Given instruction: Reproduce verbatim the data from the line containing "the gray studded" to the line containing "pixel 137 721", both lines included.
##### Record list #####
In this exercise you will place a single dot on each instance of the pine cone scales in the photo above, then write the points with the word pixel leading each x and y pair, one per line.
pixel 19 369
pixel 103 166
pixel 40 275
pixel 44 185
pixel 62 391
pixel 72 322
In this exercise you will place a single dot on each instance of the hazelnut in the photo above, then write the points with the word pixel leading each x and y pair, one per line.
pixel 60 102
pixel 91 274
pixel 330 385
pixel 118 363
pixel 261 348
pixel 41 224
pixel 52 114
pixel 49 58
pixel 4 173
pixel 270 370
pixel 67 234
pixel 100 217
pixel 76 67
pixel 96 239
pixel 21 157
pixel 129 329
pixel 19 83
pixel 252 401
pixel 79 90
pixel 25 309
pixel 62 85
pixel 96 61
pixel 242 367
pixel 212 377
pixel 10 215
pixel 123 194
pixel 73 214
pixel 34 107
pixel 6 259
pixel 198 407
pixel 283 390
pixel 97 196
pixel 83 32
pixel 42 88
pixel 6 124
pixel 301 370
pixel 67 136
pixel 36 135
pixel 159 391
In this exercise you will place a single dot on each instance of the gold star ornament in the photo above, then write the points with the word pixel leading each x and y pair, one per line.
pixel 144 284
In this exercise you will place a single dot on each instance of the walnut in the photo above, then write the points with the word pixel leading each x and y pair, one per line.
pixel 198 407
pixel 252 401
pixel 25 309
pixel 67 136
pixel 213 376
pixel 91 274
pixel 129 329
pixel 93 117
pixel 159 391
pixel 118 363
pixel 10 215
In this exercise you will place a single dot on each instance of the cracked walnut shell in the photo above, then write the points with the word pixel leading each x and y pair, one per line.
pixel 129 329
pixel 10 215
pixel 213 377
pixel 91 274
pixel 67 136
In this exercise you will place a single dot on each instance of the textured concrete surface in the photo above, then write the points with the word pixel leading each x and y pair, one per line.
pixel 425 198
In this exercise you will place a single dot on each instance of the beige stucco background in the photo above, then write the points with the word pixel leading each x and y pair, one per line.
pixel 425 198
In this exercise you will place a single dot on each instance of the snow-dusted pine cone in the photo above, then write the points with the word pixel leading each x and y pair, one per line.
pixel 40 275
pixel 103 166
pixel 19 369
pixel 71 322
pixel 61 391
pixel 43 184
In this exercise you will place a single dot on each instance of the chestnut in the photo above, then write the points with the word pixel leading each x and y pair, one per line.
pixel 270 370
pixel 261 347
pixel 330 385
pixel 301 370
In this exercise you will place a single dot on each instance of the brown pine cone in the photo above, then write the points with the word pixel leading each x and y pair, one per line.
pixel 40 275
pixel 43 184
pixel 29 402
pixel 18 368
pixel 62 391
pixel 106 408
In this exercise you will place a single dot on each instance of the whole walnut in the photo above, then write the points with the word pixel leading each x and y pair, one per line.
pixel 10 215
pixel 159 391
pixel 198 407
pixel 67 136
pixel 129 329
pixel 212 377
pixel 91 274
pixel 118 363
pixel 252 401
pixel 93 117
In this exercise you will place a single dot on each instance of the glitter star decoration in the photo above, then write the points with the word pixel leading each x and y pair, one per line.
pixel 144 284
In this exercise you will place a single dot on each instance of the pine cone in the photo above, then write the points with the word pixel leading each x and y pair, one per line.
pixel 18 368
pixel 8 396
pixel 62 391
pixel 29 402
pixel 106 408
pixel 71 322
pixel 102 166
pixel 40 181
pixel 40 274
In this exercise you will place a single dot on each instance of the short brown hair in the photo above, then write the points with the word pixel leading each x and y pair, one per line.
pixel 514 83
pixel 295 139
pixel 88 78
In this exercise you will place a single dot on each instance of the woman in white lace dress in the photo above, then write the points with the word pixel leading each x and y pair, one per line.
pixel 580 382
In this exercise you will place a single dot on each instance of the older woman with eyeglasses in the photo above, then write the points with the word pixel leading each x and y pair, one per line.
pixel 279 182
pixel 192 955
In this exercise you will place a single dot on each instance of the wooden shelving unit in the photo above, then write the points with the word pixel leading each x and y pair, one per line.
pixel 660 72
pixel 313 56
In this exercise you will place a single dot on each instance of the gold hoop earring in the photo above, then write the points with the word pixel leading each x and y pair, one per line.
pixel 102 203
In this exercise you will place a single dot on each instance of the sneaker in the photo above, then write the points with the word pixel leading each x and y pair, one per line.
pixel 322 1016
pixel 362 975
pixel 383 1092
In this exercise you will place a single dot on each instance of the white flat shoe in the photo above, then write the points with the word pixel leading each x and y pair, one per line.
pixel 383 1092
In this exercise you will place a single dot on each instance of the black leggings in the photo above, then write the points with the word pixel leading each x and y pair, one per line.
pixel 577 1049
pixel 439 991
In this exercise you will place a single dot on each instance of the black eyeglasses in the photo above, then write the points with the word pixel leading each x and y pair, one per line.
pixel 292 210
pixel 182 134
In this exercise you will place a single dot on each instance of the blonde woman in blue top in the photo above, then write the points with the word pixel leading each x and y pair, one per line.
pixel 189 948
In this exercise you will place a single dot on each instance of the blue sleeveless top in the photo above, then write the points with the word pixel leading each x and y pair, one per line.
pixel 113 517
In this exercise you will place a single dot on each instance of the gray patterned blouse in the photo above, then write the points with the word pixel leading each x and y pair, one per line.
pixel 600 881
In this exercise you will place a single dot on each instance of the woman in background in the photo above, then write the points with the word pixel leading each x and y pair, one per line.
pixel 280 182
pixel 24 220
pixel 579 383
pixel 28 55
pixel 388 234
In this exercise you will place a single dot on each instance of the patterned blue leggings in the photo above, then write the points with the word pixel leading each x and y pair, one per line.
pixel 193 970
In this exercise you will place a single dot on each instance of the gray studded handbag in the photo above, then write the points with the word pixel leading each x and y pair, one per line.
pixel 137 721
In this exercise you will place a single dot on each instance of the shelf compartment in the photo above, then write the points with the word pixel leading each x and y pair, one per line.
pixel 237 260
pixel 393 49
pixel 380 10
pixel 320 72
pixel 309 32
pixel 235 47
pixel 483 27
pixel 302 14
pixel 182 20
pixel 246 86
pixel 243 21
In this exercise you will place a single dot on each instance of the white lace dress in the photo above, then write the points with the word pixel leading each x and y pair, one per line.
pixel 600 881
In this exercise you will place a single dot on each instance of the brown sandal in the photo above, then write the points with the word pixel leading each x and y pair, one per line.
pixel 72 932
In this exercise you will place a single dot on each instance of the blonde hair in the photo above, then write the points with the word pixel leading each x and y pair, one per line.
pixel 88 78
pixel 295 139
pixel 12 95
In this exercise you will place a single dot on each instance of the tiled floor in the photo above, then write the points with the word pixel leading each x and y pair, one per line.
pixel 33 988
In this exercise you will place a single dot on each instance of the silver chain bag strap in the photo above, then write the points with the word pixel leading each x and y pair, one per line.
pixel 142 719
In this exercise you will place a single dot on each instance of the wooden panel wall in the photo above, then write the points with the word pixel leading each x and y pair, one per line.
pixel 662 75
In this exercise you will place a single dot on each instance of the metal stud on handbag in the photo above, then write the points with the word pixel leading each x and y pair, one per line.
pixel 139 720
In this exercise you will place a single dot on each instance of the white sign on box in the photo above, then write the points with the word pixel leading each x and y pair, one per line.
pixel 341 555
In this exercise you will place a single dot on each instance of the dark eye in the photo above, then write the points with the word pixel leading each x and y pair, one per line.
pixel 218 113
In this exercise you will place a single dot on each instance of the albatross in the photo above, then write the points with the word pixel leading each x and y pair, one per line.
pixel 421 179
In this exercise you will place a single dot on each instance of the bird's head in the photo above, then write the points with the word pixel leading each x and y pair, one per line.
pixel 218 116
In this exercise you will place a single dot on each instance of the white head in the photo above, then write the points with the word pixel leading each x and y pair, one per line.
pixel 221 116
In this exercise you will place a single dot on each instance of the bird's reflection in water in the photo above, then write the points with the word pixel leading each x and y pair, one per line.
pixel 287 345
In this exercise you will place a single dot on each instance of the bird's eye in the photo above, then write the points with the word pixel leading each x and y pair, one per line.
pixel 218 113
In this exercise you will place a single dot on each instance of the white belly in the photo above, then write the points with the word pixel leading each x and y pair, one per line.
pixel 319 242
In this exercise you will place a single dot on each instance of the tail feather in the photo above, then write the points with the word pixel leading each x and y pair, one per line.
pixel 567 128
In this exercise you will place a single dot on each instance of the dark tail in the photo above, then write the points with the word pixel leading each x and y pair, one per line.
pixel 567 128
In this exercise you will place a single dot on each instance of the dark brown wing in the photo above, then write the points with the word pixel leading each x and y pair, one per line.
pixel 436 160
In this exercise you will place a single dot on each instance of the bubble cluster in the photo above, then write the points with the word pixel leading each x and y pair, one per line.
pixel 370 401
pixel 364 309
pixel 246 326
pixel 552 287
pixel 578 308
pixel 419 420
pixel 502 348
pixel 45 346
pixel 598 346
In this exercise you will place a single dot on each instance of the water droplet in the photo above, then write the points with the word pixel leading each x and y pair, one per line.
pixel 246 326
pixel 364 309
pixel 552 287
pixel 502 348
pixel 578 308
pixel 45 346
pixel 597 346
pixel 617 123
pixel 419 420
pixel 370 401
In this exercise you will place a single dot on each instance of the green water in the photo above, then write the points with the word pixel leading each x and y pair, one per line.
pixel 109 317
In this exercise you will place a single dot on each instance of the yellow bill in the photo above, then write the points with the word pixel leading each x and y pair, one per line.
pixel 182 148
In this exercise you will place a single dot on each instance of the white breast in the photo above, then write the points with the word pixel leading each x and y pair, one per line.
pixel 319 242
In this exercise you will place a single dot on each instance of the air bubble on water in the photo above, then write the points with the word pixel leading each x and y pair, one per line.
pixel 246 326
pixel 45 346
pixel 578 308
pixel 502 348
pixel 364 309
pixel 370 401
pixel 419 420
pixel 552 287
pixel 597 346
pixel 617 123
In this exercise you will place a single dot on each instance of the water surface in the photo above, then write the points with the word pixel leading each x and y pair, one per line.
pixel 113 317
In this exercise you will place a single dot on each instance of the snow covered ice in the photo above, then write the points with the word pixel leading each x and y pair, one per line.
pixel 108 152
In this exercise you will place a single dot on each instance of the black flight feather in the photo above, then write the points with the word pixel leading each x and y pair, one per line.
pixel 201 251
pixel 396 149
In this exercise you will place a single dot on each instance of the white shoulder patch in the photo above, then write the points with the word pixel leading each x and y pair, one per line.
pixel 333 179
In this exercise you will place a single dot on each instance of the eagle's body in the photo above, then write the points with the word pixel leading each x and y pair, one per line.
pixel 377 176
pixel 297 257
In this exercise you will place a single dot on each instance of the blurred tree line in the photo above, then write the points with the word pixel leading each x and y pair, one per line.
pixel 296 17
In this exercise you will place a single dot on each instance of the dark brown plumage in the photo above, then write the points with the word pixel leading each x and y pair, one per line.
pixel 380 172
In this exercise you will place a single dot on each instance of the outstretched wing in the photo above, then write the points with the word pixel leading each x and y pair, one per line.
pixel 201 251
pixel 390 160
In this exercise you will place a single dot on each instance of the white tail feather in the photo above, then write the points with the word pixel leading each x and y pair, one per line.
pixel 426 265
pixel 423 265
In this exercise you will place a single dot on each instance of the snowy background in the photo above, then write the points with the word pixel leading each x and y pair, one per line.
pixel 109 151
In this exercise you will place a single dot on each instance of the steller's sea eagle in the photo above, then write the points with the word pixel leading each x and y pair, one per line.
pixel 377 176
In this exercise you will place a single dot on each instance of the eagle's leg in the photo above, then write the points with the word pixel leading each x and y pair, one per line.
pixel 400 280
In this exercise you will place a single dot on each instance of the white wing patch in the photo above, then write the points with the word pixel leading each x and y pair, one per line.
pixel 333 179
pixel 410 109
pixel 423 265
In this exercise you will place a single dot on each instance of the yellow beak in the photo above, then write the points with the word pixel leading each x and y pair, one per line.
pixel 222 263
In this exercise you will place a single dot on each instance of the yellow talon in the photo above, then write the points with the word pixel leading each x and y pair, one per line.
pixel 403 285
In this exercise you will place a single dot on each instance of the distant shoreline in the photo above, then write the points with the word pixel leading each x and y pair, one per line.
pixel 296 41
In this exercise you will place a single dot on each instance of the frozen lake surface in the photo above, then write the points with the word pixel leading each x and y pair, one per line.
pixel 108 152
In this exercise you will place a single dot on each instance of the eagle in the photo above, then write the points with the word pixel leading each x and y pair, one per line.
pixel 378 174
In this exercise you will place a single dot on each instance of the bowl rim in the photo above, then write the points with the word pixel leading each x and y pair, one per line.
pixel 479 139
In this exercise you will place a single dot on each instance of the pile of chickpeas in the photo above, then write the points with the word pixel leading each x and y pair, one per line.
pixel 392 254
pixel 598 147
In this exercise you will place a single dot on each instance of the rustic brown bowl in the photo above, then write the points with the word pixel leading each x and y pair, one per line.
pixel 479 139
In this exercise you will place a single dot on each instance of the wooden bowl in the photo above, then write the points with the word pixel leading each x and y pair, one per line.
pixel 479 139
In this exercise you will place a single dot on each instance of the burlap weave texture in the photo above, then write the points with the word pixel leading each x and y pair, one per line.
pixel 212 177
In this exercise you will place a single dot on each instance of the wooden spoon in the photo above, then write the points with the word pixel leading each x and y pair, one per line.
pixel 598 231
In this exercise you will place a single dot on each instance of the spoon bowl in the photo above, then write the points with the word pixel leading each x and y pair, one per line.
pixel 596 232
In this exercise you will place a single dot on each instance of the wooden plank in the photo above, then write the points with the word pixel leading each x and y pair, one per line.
#####
Reply:
In this exercise you will place a single dot on each instance of the gray studded handbag in the photo above, then write the points with the word pixel leading each x and y pair, one per line.
pixel 137 721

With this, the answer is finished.